- Last year, Wall Street analysts were bailing on this stock left and right.
- Since then, the stock has outperformed tech darlings Microsoft and Apple.
- So what about the company’s shares as we head into 2020?
Chalk up another huge win for the contrarians.
You’d be up more than 67% by now.
You read that right: GE has outperformed tech darlings Microsoft (up 44%) and Apple (up 58%) over the last 12 months.
As for Amazon (up 10%), Netflix (up 18%) and all the other stocks that constantly preoccupy most investors, it’s not even close.
How did I know GE would rebound so much?
I thought there was plenty of value with the stock at $7 and change, and said so — even though Wall Street analysts were bailing left and right. (Vanity Fair’s finance expert said you’d have to be “very, very brave” to buy the stock.)
I’m not brave. Just opportunistic.
Insider Buying Puts the Odds in Our Favor
The biggest clue, as I noted at the time, was that “GE insiders are buying the stock by the bucket-load.”
The conglomerate’s new CEO, Larry Culp, along with other senior executives and a board member, collectively purchased more than $5 million in GE shares over the prior four months of 2018.
When large groups of insiders buy their own company’s stock, it puts the odds in our favor that there’s more value than Wall Street realizes.
It happened again in August. A report by prominent financial fraud investigator Harry Markopolos declared: “GE is the next Enron” — and knocked the stock down 25% in a few days’ time.
GE insiders took advantage of the opportunity and bought another $7 million worth of shares. They watched the stock rise 40% over the last four months.

* _GIVEN ENTRIES_:
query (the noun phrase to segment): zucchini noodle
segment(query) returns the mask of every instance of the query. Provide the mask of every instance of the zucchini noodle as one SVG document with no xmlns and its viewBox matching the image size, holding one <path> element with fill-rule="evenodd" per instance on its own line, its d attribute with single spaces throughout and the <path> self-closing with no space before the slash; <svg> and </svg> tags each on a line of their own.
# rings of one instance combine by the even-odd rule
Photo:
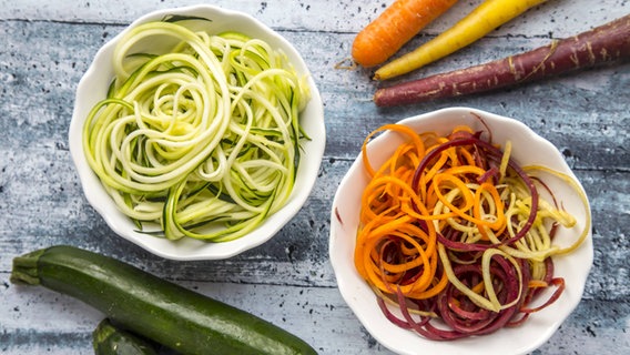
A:
<svg viewBox="0 0 630 355">
<path fill-rule="evenodd" d="M 366 143 L 385 130 L 408 139 L 375 169 Z M 370 180 L 362 197 L 356 270 L 389 321 L 430 339 L 516 326 L 555 302 L 565 281 L 553 275 L 551 256 L 576 250 L 590 230 L 588 201 L 573 179 L 545 166 L 520 166 L 510 142 L 500 150 L 482 133 L 458 126 L 439 136 L 388 124 L 363 145 Z M 569 245 L 555 235 L 577 221 L 542 175 L 559 179 L 585 206 L 586 225 Z M 530 307 L 550 287 L 551 296 Z M 403 318 L 386 304 L 398 307 Z M 443 326 L 431 325 L 437 320 Z"/>
<path fill-rule="evenodd" d="M 139 49 L 158 41 L 173 45 Z M 126 32 L 113 68 L 106 99 L 87 118 L 83 149 L 139 230 L 225 242 L 286 203 L 308 139 L 298 118 L 309 91 L 284 53 L 242 33 L 165 20 Z"/>
</svg>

* _THE TASK_: Pick up the article on GE's stock rebound after its last sentence and carry it forward.

* _SOLVED EXERCISE_:
(Source: Capital IQ)
So what about GE shares as we head into 2020?
There are still plenty of bears on the stock. The JPMorgan Chase analyst who predicted the stock’s decline between 2016 and 2018 still has a $5 price target, with plenty of warnings for shareholders.
But I believe many of those worries are already priced into the stock.
I expect the Wall Street narrative will finally change in earnest from “perennially dumb conglomerate” to “undervalued asset play” as the stock moves higher from here.
GE Still Has Plenty of Cards to Play
Most investors still associate GE with the struggles of its capital and power divisions (both have seen revenue declines of 4% and 2.5% over the last 12 months). But the company has plenty of cards to play in its ongoing turnaround.
Though long neglected by GE until the new crop of executives came along, the health care division ($19.9 billion in revenue over the last 12 months) remains a driver of positive growth for the company.
GE makes many of the body scanners and other high-tech diagnostic systems used in hospitals today. But most investors don’t realize it’s the fifth-largest medical device maker in the U.S.
Likewise, GE’s jet engine unit saw a 2% gain in revenue over the last 12 months despite the trade tariffs and other issues clouding the global economic picture.
And perhaps the biggest growth driver of all — hiding in plain sight — is the 5% gain in revenue posted by the renewable energy division.
My point is, while GE isn’t out of the woods yet in its turnaround, a lot of the fears over its various business units have been priced into the stock for many months now.
They provide the “wall of worry” to move the stock higher from here.